(EXERCISE REQUIREMENTS):
[1] From the YAML mailing-list post below, reproduce verbatim the part that opens with the words containing "I re-posted it" and closes with "(or even good)".
[2] Carry on the YAML mailing-list post below from the point where it stops, keeping the writer's voice and line of argument.

(PASSAGE PROVIDED):
RE: [Yaml-core] Trying to make sense of things...

SourceForge Headquarters 225 Broadway Suite 1600 San Diego, CA 92101 +1 (858) 454-5900

Clark C. Evans [mailto:cc...@cl...] wrote:
> Really, I don't see the 
> need to indent top level scalars unless one line of the 
> scalar starts with ---, and that's a rather rare case.  I 
> think the quoting of --- will solve the key issue.

There is the problem of allowing:

--- |0
 foo
bar

Currently '|0' is impossible in the productions. A minor point. At any rate,
I don't feel strongly about indenting top-level scalars either way; it was
Brian's pet. How about we discuss it with him?

> I'm not sure what the DWIM proposal is.  I'll re-read the last post. 

I re-posted it with notes. In a word:

> | - It is a very minor change to the info model section 
> | (making transfer 
> | method optional at the graph model)
> 
> I'm not certain that this is needed (or even good)

Hat's why it is an open issue :-)

> From what I get from the DWIM proposal it means that there is 
> no way (other than through external knowledge) if a given node 
> is suppose to be an integer or not.  This removes the 
> "self-describing" property of YAML and I think hinders the 
> usefulness of types.

Tell me. Would you call the following document self-describing?

--- #IMPLICIT:foo
17-12 : 123//15
...

What does 'foo' mean? Which values are 'foo' - "17-12" or "123//15"? Or
both?

(DATASET ROWS):
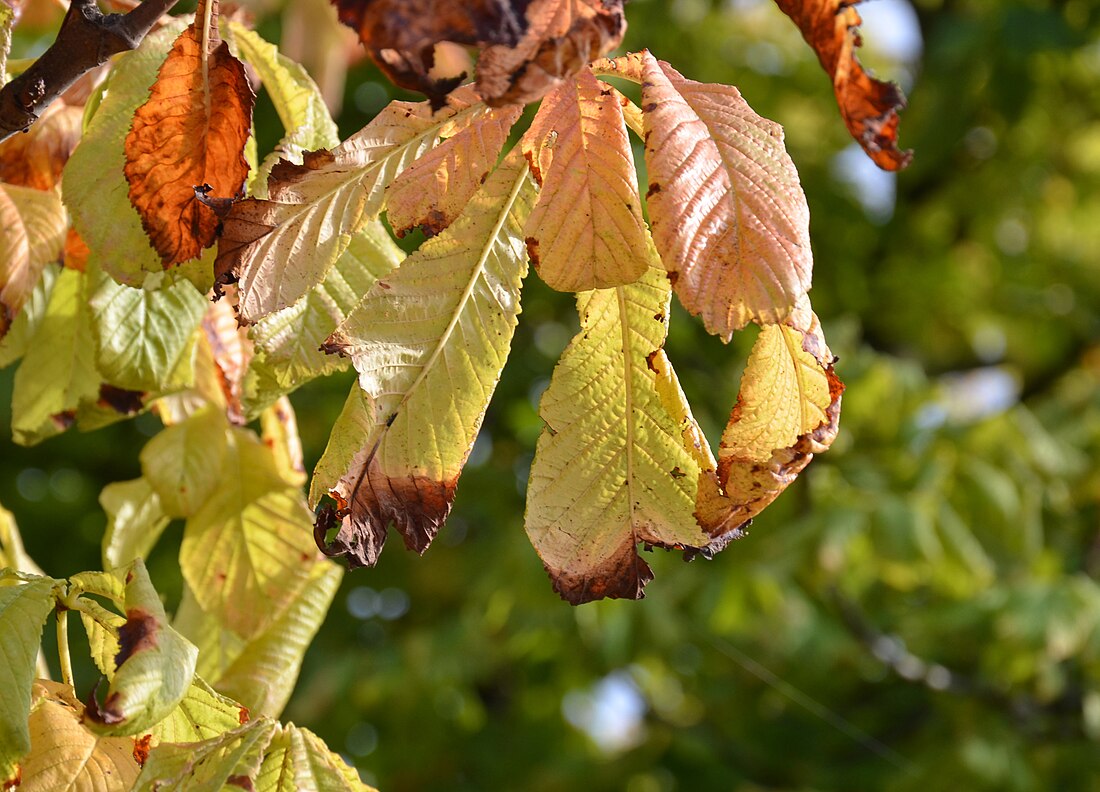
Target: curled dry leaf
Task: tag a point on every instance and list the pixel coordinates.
(729, 217)
(586, 229)
(869, 106)
(189, 133)
(36, 157)
(788, 409)
(562, 36)
(402, 35)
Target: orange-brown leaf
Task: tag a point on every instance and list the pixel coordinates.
(788, 409)
(586, 229)
(435, 189)
(190, 132)
(729, 217)
(561, 37)
(869, 106)
(36, 157)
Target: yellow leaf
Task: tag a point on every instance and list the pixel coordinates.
(729, 217)
(586, 229)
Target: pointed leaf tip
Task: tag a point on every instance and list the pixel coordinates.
(729, 217)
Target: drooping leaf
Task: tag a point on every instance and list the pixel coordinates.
(183, 463)
(58, 371)
(153, 669)
(729, 217)
(65, 755)
(288, 341)
(189, 134)
(869, 106)
(428, 342)
(94, 186)
(402, 35)
(263, 675)
(245, 551)
(561, 37)
(788, 409)
(23, 611)
(32, 232)
(616, 464)
(433, 190)
(586, 229)
(35, 158)
(208, 766)
(281, 248)
(134, 521)
(297, 99)
(142, 333)
(297, 759)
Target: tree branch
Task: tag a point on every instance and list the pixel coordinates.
(86, 40)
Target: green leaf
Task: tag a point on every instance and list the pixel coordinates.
(141, 333)
(201, 715)
(429, 342)
(23, 611)
(134, 521)
(297, 99)
(248, 549)
(94, 185)
(58, 369)
(288, 341)
(616, 463)
(183, 463)
(65, 755)
(297, 759)
(154, 666)
(263, 675)
(207, 766)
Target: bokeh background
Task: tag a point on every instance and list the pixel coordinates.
(921, 611)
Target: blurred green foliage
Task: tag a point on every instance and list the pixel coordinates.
(920, 611)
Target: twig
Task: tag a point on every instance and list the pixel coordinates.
(87, 39)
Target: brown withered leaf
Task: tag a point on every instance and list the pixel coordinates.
(869, 106)
(36, 157)
(728, 213)
(402, 35)
(586, 229)
(433, 190)
(788, 409)
(190, 132)
(562, 36)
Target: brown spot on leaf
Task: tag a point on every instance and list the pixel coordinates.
(869, 106)
(138, 634)
(120, 399)
(142, 747)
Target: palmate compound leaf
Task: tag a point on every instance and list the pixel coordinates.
(729, 217)
(586, 229)
(788, 409)
(287, 342)
(65, 755)
(154, 667)
(248, 550)
(94, 186)
(433, 190)
(32, 233)
(190, 132)
(428, 342)
(23, 611)
(281, 248)
(869, 106)
(620, 455)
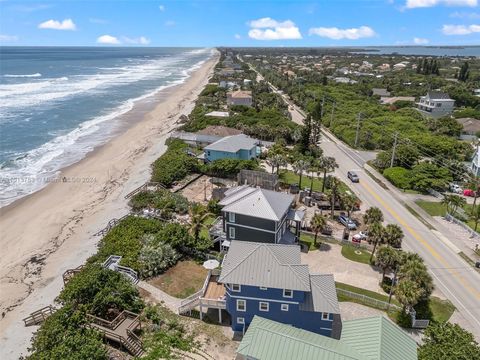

(ANSWERS TO THE EXERCISE):
[1]
I re-posted it with notes. In a word:

> | - It is a very minor change to the info model section 
> | (making transfer 
> | method optional at the graph model)
> 
> I'm not certain that this is needed (or even good)

[2]
Just saying 'this document uses "foo"' isn't enough. You need to know what
foo means. What does #IMPLICIT:foo buy you, exactly? Besides causing my
YAML-pretty-print to choke on the above, because it doesn't know what 'foo'
is (_not_ a good reason)?

> | So. Please show that this new syntax is absolutely 
> | necessary. By this I mean:
> | 
> | - Please describe a scenario (program A does this, tool B 
> | does that, 
> | program C reads the result, and so on) where the DWIM 
> | proposal leads 
> | to trouble and the #IMPLICIT proposal does not.
> 
> The #IMPLICIT proposal puts common type information into a 
> YAML file in a way that is independent of application 
> semantics.  Thus, I could pop the file into a YAML Query, 
> give it a query and it'd know how to 
> load the file and operate on it.  

Oh really? I could just pop the above document to your YQUERY tool and it
would know how to compare 'foo's?

> With DWIM, the user would have to "register" or some how tell the 
> toolset which nodes have which types; this will involve N 
> mechanisms and actually will probably lead to a schema to be 
> really useful

Come on... We both know the YQUERY tool would have to be given executable
code that handles 'foo' types first. Regardless of #IMPLICIT or anything
else.

> (which is ok.  I think a schema should be able to do this 
> without the #IMPLICIT thingy.  The problem is we don't have 
> schema yet and probably won't for another 6 to 18 months.

So... You put a part of the schema in the document header line instead, "for
the mean while"? That smells of a hack.

> Further, the default #IMPLICIT could be our current set of 
> implicits... requiring #IMPLICIT:OFF to get to the new 
> behavior where everything is a string.

Complicated. _Needlessly_ complicated. As your example above shows, each
Y<whatever> tool needs to have some executable code to handle implicits
(_and_ explicits), no matter what. Having #IMPLICIT doesn't change this by
one iota. What is the gain?

> | - Alternatively, please show how this proposal limits the power of 
> | graph-level YAML tools...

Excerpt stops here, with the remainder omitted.